Rohdaten:

------------------------------------------------

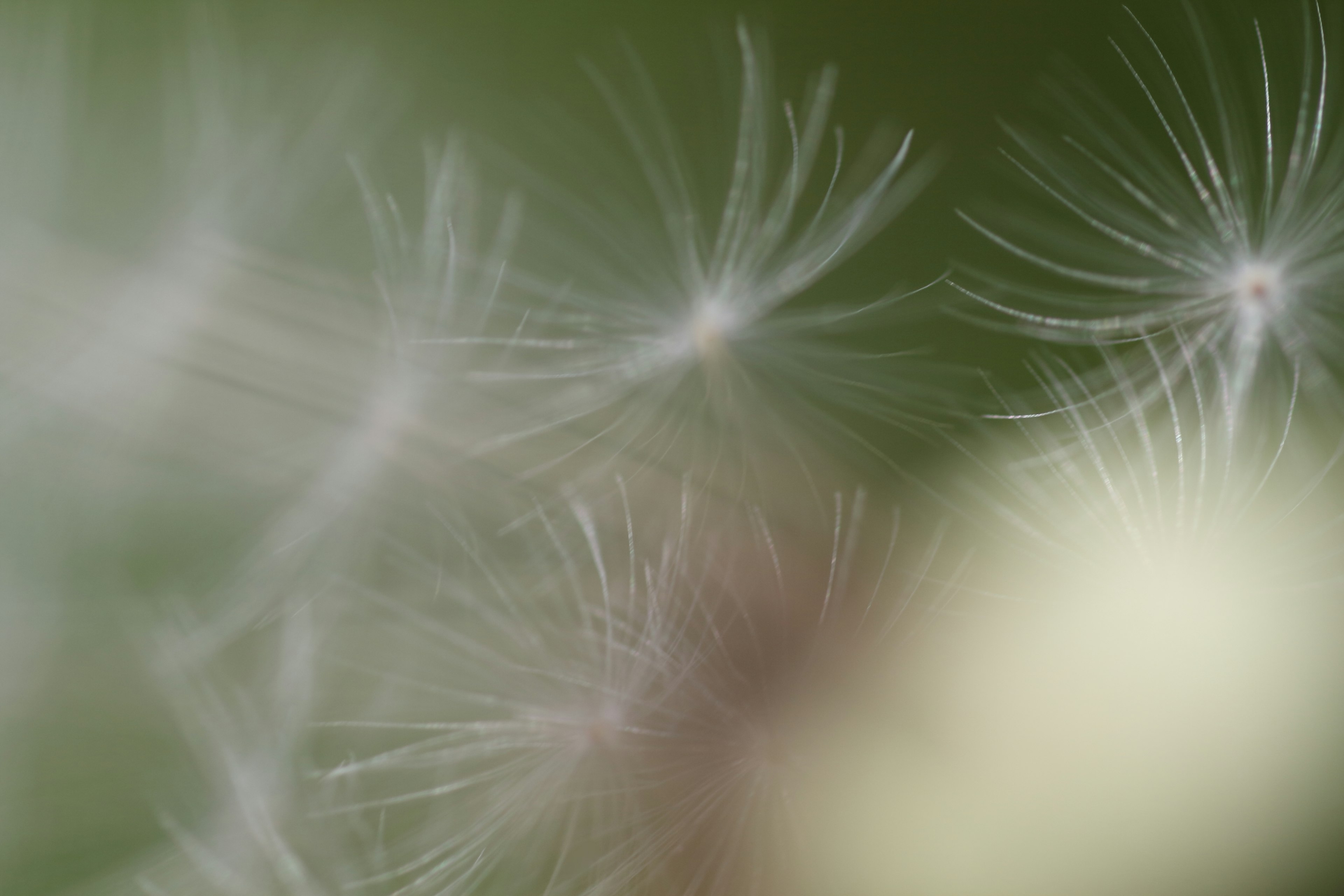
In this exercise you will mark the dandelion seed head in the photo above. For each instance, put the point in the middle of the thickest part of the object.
(713, 327)
(1195, 221)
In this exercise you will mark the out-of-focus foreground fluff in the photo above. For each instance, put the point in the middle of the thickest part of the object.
(577, 528)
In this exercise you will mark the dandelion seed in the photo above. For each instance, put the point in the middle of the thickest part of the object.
(1218, 232)
(674, 339)
(1142, 686)
(607, 722)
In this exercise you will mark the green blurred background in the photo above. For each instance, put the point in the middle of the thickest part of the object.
(96, 749)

------------------------------------------------

Aktualisieren Sie die Zeilen, beginnend bei der Zeile mit „In this exercise you will mark the green“ bis einschließlich der letzten Zeile, indem Sie „blurred background“ durch „blurry backdrop“ ersetzen, und geben Sie nur diese Zeilen aus. Alles Übrige bleibt unverändert.

- DAS ERGEBNIS -
In this exercise you will mark the green blurry backdrop in the photo above. For each instance, put the point in the middle of the thickest part of the object.
(96, 749)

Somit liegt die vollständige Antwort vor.